▸ **TASK OBJECTIVE**:
Among the lines of the data, copy those that hold "hair".

Start of DATASET EXCERPTS

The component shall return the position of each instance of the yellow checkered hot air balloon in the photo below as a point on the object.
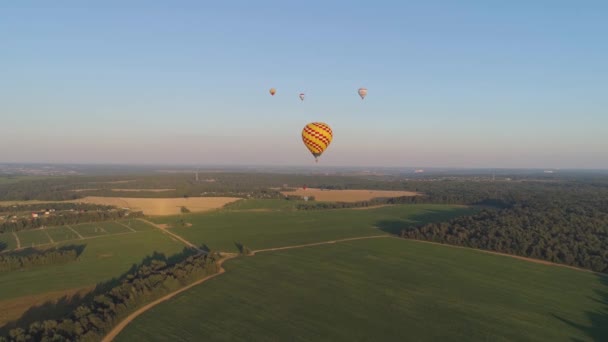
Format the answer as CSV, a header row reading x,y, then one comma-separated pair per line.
x,y
317,136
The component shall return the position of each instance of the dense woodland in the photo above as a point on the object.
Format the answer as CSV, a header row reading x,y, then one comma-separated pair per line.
x,y
33,257
64,218
91,321
573,233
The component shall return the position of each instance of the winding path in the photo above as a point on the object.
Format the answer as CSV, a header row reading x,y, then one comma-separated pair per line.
x,y
117,329
166,231
320,243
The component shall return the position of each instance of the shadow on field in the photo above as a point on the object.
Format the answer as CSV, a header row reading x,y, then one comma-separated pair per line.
x,y
395,226
33,251
598,328
62,307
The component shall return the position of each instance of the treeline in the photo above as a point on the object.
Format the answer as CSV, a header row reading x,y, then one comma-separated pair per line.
x,y
397,200
57,206
569,233
33,257
90,322
64,219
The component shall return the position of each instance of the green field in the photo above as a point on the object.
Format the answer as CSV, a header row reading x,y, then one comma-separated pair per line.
x,y
103,259
137,225
59,234
89,229
383,290
221,229
7,242
30,238
267,204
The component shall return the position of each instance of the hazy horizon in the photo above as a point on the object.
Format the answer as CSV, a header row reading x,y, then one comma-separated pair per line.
x,y
468,85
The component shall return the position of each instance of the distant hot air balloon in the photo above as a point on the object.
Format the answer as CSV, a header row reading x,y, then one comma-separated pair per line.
x,y
362,92
316,137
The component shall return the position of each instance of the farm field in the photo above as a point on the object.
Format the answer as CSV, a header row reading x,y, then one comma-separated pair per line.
x,y
263,204
347,195
7,242
383,290
150,206
162,206
53,235
106,257
60,234
140,190
221,229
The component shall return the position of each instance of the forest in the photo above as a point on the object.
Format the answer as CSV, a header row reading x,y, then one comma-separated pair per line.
x,y
566,231
92,320
65,218
35,257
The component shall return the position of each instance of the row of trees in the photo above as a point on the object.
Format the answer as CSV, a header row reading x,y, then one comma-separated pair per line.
x,y
57,206
569,233
33,257
65,218
90,322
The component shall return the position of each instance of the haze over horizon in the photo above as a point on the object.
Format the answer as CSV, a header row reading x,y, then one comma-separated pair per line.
x,y
473,84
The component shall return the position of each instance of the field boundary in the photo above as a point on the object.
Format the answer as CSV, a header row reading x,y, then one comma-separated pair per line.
x,y
17,239
48,235
330,242
124,225
166,231
75,232
513,256
120,327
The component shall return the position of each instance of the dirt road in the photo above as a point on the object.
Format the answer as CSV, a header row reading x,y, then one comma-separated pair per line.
x,y
117,329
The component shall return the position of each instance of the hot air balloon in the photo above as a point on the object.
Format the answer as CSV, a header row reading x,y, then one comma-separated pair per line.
x,y
316,137
362,92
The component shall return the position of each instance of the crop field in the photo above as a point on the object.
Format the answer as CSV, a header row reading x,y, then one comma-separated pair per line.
x,y
221,229
89,229
162,206
7,242
137,225
51,235
382,290
263,204
31,238
347,195
59,234
103,258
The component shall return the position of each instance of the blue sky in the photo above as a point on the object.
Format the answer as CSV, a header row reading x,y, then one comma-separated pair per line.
x,y
457,84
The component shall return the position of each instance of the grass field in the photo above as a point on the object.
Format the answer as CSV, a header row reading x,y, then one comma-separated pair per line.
x,y
263,205
53,235
221,229
7,242
104,258
30,238
162,206
59,234
383,290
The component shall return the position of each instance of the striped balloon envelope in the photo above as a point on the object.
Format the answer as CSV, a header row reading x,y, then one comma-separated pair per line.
x,y
316,137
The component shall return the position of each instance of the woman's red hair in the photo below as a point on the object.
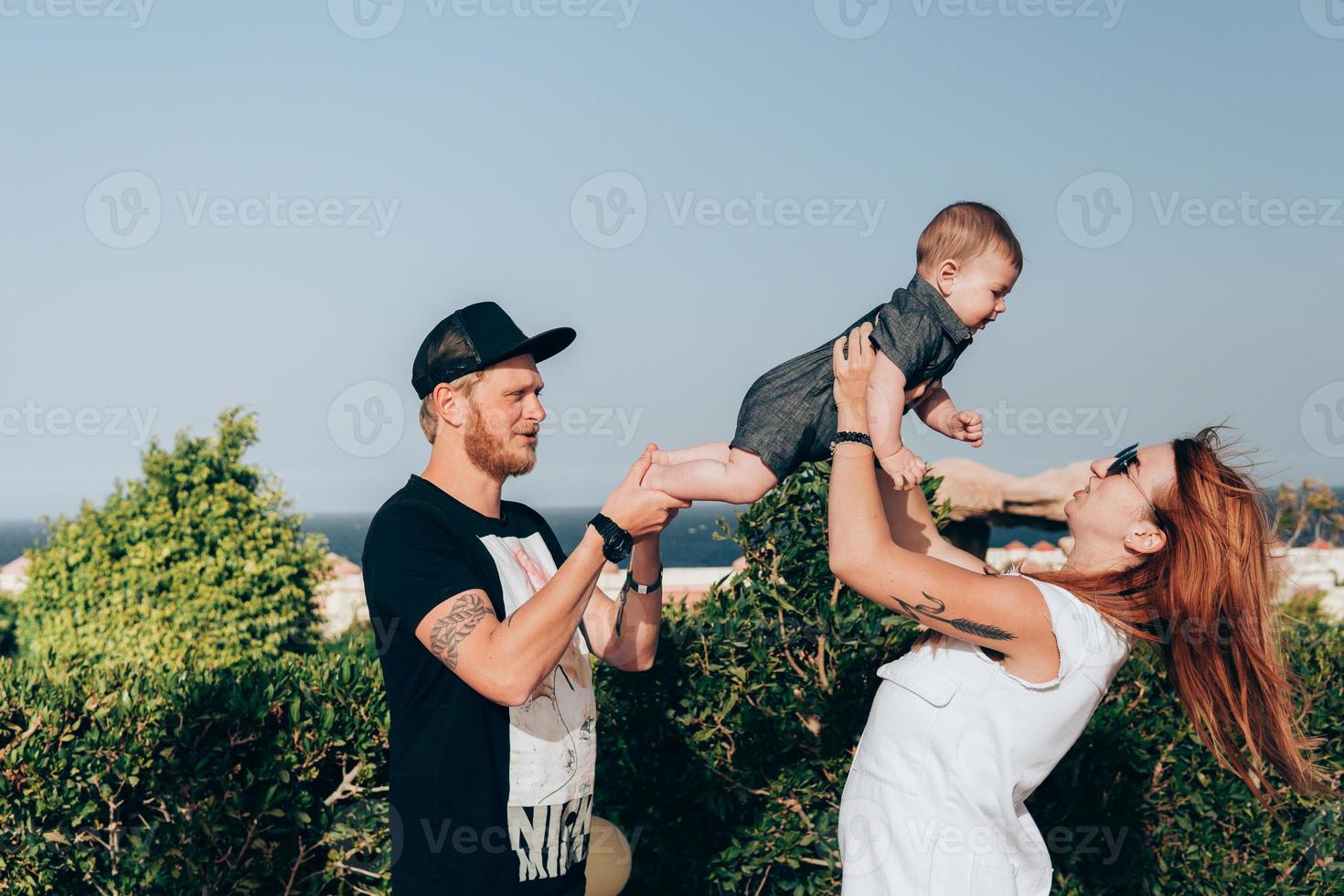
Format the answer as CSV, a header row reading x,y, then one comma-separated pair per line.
x,y
1206,601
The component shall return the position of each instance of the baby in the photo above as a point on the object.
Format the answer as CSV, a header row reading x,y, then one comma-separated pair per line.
x,y
965,263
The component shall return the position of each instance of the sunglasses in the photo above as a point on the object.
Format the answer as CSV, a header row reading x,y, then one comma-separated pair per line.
x,y
1125,460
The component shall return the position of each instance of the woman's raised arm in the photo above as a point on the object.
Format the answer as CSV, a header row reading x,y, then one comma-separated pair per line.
x,y
1007,614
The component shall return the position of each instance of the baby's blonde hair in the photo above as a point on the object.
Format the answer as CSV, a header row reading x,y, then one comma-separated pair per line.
x,y
429,414
964,231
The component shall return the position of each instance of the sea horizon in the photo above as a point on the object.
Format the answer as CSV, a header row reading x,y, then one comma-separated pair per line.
x,y
688,541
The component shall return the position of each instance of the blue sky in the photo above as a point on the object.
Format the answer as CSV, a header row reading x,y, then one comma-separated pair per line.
x,y
297,200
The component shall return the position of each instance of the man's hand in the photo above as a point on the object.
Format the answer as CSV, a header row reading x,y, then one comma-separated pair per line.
x,y
851,368
638,511
966,426
905,468
652,450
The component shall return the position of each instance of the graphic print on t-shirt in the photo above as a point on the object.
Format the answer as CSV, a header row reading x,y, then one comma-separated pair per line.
x,y
552,736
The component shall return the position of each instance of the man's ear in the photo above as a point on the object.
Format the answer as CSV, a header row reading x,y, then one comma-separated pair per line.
x,y
946,275
1146,539
451,406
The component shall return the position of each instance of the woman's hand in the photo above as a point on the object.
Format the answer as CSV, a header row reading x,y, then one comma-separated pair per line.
x,y
852,368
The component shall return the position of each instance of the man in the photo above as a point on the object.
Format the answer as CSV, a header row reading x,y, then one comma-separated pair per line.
x,y
488,626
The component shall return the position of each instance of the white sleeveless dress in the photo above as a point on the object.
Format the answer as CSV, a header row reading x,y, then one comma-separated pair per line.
x,y
955,746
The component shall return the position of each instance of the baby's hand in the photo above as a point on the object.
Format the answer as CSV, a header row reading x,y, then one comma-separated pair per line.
x,y
905,468
966,426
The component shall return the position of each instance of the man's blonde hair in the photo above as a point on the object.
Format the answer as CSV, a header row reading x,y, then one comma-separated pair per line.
x,y
429,414
964,231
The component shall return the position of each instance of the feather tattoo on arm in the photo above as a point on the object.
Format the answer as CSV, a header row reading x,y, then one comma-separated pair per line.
x,y
452,630
934,609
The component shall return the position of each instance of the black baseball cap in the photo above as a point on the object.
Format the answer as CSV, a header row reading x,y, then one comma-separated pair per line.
x,y
474,337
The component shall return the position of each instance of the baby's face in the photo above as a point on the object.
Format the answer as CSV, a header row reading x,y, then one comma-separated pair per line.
x,y
978,289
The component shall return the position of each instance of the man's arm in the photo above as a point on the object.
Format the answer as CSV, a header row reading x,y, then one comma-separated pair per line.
x,y
637,645
504,661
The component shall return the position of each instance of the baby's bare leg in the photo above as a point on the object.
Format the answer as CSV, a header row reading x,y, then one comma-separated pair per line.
x,y
707,452
742,480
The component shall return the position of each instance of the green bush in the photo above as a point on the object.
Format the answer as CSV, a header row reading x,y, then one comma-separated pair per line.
x,y
197,781
8,623
726,762
197,560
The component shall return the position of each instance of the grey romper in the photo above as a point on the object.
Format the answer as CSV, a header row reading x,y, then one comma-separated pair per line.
x,y
789,414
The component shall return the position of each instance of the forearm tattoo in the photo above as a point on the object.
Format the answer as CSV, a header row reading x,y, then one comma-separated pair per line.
x,y
452,630
933,610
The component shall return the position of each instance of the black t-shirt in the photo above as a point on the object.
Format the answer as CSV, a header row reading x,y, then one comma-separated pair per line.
x,y
484,798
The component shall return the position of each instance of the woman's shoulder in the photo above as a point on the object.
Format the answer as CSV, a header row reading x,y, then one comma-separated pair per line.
x,y
1083,635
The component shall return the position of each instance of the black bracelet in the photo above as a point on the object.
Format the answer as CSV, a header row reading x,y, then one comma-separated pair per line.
x,y
848,435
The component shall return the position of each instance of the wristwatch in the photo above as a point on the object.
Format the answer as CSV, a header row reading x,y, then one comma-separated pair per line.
x,y
615,541
847,435
625,592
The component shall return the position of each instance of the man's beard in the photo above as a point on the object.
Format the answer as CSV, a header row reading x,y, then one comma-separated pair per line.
x,y
491,452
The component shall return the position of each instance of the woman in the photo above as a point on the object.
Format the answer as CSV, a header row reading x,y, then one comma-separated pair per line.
x,y
1171,546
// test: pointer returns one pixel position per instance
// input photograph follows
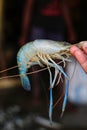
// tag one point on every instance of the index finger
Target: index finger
(80, 56)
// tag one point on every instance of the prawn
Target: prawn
(43, 52)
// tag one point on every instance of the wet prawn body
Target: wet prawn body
(43, 52)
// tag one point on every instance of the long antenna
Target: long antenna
(8, 69)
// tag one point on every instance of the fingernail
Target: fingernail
(85, 45)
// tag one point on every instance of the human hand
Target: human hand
(80, 54)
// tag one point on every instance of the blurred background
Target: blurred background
(22, 21)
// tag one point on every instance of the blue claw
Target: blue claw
(65, 97)
(51, 98)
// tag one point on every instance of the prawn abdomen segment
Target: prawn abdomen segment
(23, 57)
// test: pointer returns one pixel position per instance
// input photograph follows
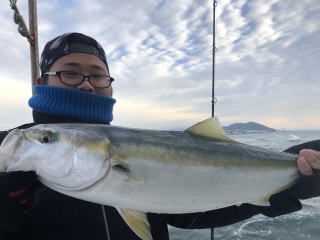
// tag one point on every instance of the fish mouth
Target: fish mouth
(10, 148)
(82, 173)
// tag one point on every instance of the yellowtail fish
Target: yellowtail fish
(139, 171)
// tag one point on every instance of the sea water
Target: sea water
(301, 225)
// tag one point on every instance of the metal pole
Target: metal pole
(34, 49)
(214, 100)
(214, 49)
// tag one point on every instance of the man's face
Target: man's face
(86, 64)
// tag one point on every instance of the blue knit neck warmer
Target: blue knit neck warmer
(72, 103)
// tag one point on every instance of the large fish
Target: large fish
(139, 171)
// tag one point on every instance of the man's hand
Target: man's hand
(308, 161)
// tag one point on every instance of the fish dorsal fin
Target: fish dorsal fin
(138, 222)
(209, 128)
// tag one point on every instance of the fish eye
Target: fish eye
(47, 137)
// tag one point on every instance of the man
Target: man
(75, 86)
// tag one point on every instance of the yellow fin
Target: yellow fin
(138, 222)
(209, 128)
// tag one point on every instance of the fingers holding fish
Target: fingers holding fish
(308, 161)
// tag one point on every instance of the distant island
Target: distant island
(247, 127)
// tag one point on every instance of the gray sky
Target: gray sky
(159, 52)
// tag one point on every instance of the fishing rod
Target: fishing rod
(214, 49)
(31, 35)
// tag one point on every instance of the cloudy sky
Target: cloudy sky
(160, 53)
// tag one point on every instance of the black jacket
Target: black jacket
(57, 216)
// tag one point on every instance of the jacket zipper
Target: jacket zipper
(105, 222)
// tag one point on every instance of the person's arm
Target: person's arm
(18, 192)
(281, 203)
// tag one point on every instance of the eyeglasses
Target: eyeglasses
(75, 79)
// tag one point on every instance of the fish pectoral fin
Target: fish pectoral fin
(125, 171)
(264, 201)
(138, 222)
(209, 128)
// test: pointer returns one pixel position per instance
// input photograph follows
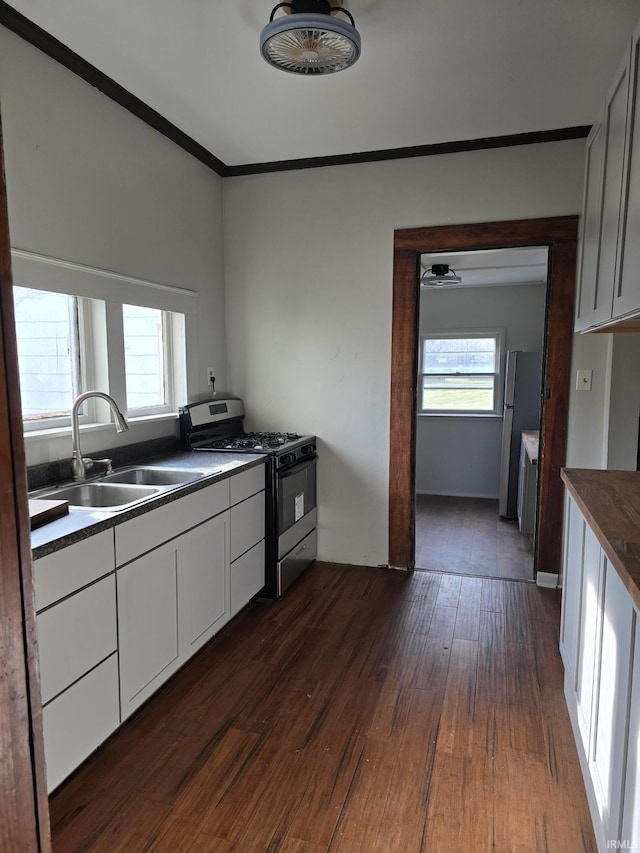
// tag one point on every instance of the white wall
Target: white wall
(461, 455)
(624, 406)
(89, 183)
(308, 258)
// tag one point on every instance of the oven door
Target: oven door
(296, 504)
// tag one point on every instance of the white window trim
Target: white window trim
(41, 272)
(438, 334)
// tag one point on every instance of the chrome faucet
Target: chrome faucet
(81, 464)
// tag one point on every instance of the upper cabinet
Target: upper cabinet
(609, 290)
(626, 297)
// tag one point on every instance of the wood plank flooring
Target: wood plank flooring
(370, 710)
(467, 536)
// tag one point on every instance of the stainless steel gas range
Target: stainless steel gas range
(291, 510)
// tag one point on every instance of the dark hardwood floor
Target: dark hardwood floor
(370, 710)
(467, 536)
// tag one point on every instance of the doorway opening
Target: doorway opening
(558, 235)
(481, 338)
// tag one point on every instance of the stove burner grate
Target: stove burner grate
(254, 441)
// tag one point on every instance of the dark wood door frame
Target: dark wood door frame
(559, 234)
(24, 813)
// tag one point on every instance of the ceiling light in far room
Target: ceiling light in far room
(309, 38)
(439, 275)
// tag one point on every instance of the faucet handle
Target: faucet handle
(107, 462)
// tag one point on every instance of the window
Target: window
(48, 352)
(144, 357)
(460, 373)
(70, 339)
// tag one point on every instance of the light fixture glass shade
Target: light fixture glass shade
(310, 44)
(439, 275)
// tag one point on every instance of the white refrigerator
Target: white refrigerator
(522, 406)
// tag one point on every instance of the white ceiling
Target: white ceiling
(431, 71)
(492, 267)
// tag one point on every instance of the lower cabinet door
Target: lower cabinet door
(203, 586)
(79, 720)
(147, 624)
(247, 577)
(630, 833)
(590, 616)
(609, 743)
(574, 527)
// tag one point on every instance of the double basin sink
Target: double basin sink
(125, 488)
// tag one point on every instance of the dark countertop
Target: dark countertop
(81, 523)
(610, 502)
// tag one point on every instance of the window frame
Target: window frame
(499, 336)
(101, 295)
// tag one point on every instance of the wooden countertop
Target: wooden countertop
(610, 502)
(531, 440)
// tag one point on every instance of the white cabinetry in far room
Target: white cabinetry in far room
(599, 647)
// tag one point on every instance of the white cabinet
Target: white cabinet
(590, 626)
(65, 571)
(600, 651)
(631, 806)
(611, 710)
(247, 520)
(77, 642)
(615, 122)
(89, 614)
(626, 297)
(147, 531)
(609, 289)
(247, 577)
(203, 583)
(592, 303)
(79, 720)
(121, 611)
(148, 624)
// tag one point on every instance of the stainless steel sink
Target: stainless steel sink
(148, 476)
(104, 495)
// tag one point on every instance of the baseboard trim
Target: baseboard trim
(458, 495)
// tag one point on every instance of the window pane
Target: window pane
(144, 356)
(458, 393)
(459, 355)
(48, 360)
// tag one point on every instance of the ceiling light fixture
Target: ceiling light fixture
(440, 275)
(309, 39)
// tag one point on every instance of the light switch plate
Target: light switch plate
(583, 380)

End of DATASET EXCERPTS

▸ **SOLUTION TO THE EXERCISE**:
The component shall return the position of each instance of the woman's red hair in the photo below as a point on the object.
The component shall return the position of each instance of the baby's blonde hair in the photo above as a point on the object.
The component shall return the position of each instance of the man's blonde hair in the photo above as a point on the object.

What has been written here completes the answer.